Prompt
Output every entry exactly, from the first line to the last.
━━━━━━━━━━━━━━━━━━━━━━━━━━━━━━
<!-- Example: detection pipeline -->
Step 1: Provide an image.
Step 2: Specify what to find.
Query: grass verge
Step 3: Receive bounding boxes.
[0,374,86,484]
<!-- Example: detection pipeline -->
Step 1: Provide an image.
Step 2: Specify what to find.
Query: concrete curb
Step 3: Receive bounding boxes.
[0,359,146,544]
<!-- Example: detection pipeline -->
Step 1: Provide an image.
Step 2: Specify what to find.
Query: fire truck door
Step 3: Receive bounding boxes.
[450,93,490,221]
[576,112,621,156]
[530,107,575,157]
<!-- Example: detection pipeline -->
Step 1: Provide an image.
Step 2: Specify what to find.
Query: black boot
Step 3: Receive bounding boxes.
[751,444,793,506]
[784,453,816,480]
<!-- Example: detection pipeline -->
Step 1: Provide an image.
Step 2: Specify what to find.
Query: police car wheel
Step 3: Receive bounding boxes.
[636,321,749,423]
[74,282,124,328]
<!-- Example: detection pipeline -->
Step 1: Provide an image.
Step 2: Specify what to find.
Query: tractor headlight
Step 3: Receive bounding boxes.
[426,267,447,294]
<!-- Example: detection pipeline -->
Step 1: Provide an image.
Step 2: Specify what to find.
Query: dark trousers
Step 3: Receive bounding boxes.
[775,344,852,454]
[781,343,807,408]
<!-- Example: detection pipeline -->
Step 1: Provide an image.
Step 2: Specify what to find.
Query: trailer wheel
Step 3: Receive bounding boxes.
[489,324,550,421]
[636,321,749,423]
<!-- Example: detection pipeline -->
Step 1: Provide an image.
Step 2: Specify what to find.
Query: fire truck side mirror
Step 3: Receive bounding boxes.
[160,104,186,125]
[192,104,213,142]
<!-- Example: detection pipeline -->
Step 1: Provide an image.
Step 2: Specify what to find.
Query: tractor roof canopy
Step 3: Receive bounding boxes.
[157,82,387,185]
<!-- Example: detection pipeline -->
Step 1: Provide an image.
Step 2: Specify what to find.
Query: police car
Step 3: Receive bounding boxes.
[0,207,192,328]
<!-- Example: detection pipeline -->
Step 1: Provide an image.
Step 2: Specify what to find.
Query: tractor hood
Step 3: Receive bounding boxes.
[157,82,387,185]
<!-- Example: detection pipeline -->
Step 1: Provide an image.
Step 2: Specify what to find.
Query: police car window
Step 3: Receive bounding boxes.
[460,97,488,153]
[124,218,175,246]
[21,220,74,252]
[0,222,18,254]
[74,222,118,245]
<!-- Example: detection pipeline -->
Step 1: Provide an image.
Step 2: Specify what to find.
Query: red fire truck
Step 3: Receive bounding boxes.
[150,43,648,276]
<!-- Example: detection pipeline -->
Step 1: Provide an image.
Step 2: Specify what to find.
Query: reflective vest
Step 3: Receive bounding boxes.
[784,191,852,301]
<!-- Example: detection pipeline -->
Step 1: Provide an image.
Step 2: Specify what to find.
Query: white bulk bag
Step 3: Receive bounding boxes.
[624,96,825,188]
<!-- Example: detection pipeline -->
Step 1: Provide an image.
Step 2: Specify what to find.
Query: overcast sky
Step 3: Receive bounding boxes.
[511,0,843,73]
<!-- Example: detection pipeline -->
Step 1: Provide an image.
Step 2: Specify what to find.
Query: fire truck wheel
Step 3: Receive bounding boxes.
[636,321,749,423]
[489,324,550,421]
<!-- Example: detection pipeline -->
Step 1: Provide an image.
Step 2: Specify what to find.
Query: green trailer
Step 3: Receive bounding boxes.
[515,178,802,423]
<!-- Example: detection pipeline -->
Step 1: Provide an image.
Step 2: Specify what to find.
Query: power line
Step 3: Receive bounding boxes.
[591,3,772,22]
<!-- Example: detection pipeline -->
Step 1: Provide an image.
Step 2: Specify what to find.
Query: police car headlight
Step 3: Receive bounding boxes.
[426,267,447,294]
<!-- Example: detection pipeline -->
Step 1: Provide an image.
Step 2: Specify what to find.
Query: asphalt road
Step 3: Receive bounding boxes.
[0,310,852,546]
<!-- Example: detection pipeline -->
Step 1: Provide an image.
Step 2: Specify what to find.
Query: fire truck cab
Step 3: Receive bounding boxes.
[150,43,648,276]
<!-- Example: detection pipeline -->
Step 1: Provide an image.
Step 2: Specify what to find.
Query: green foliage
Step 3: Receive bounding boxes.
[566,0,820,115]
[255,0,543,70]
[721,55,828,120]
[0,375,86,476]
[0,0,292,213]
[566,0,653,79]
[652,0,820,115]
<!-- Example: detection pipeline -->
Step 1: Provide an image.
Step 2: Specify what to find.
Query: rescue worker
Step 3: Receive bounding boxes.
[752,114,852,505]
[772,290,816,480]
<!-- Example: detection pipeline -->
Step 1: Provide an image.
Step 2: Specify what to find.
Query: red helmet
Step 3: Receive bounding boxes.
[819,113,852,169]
━━━━━━━━━━━━━━━━━━━━━━━━━━━━━━
Task output
<!-- Example: detection pipeline -->
Step 1: Provide an image.
Step 2: Specify what to find.
Query: grass verge
Step 3: Receive bounding boxes.
[0,374,86,484]
<!-- Example: detection pipeline -->
Step 1: Provide an image.
Step 2: Specify what to find.
Query: concrete curb
Step 3: Receive bounding boxes.
[0,359,146,544]
<!-- Example: detection pipeline -->
Step 1: Provide an image.
Step 2: Specify what to find.
Query: fire truck door
Step 3: Receive bounding boxes.
[450,93,490,221]
[576,112,621,156]
[530,107,575,157]
<!-- Example: detection pipeline -->
Step 1: Provide an image.
Step 2: Specify what to find.
Query: black boot
Step 3: Receive bounding boxes.
[751,444,793,506]
[784,453,816,480]
<!-- Example: detection pipeline -->
Step 1: Provide an image.
Step 2: Specify what to find.
Query: police car wheel
Step 3: Receive bounding boxes.
[636,321,749,423]
[74,282,124,328]
<!-- Example: detection pipeline -->
Step 1: Provide an image.
Step 2: Specify what to find.
Query: tractor headlight
Step 3: Receive bounding boxes.
[426,267,447,294]
<!-- Example: detection pipeline -->
Step 1: Provide an image.
Step 2: Specify what to find.
Query: dark trousers
Step 3: Receive bounding boxes.
[775,344,852,454]
[781,343,807,408]
<!-- Example: detection pipeline -->
Step 1: Provide an image.
Step 2: Specify what to find.
Query: trailer wheel
Step 3: Receive bounding boxes.
[489,324,550,421]
[636,321,749,423]
<!-- Example: detection pipeline -->
Step 1: Provide an image.
Step 2: Specify what to find.
Query: fire truck side mirror
Step 3: Receive bounding boxes.
[160,104,186,125]
[192,104,213,142]
<!-- Example: detection pipeline -->
Step 1: Provide an image.
Step 2: Specify what to find.
Query: tractor roof canopy
Step 3: Receive bounding boxes.
[157,82,387,185]
<!-- Example: detection pipeline -->
Step 1: Provide an image.
Step 2: Specify what to find.
Query: police car
Step 3: Receive bounding boxes.
[0,207,192,328]
<!-- Example: detection pipeline -->
Step 1: Provide an image.
Step 2: Specify what to find.
Query: tractor hood
Step 3: Receive bounding boxes.
[157,82,387,185]
<!-- Example: detection pipeline -->
Step 1: Provide an image.
Step 2: Specify what to find.
Query: police car window
Step 3: Receive bounding boxes.
[460,97,488,153]
[124,218,175,246]
[21,220,74,252]
[0,222,18,254]
[74,222,118,245]
<!-- Example: detection pipeline -->
Step 1: Provide an image.
Step 2: Specify what to find.
Query: red fire truck
Step 3: Receive bounding boxes.
[150,43,648,276]
<!-- Example: detection pipeline -->
Step 1: Provide an image.
Step 2: Specify what to find.
Query: reflective vest
Step 3: Receive bounding boxes.
[784,191,852,301]
<!-- Example: detection pipeline -->
Step 1: Provide an image.
Step 2: Specify what to find.
Query: white bulk bag
Step 3: Receive bounding boxes.
[624,96,825,188]
<!-- Example: detection pipeline -->
Step 1: Provide an image.
Step 2: Specify what to find.
Query: overcast sky
Step 3: Receive bounding boxes.
[511,0,843,73]
<!-- Example: detection pipeline -->
Step 1: Provide an image.
Step 2: Specify what to find.
Query: fire truck wheel
Step 3: Receive bounding boxes.
[636,321,749,423]
[489,324,550,421]
<!-- Example: detection pipeline -->
Step 1: Provide an image.
Step 2: Specify what to find.
Query: green trailer
Step 3: Receive bounding boxes.
[515,178,802,423]
<!-- Example: detection pipeline -->
Step 1: Provide an image.
Step 2: Specify what to find.
Query: power line
Step 3: Receive bounding boxes.
[591,3,772,22]
<!-- Example: detection pipeline -->
Step 1: Provide an image.
Step 2: Specify what to find.
Query: police car headlight
Step 3: Receive bounding boxes.
[426,267,447,294]
<!-- Example: detection pipeline -->
Step 1: Provide an image.
Step 2: Specify what to find.
Query: asphalt road
Step 3: Receive bounding boxes.
[0,310,852,546]
<!-- Example: detection pipeline -->
Step 1: Provide an image.
Step 2: Specify what to find.
Query: fire truck cab
Step 3: Receive bounding boxes.
[150,43,648,276]
<!-- Example: detection pipeline -->
Step 1: Provide an image.
Step 2: Specify what to find.
Query: green foliage
Step 3: Receive bounding boxes.
[566,0,820,115]
[255,0,543,70]
[721,55,828,120]
[0,375,86,476]
[0,0,292,213]
[566,0,653,79]
[652,0,820,115]
<!-- Example: detection pipeline -->
Step 1: Provide an image.
Step 2: Specify what to find.
Query: rescue worker
Step 3: Receive bounding boxes.
[752,114,852,505]
[772,290,816,480]
<!-- Example: detection pipeline -->
Step 1: Provide an image.
Step 2: Specify what to find.
Query: red helmet
Step 3: Receive bounding boxes.
[819,113,852,169]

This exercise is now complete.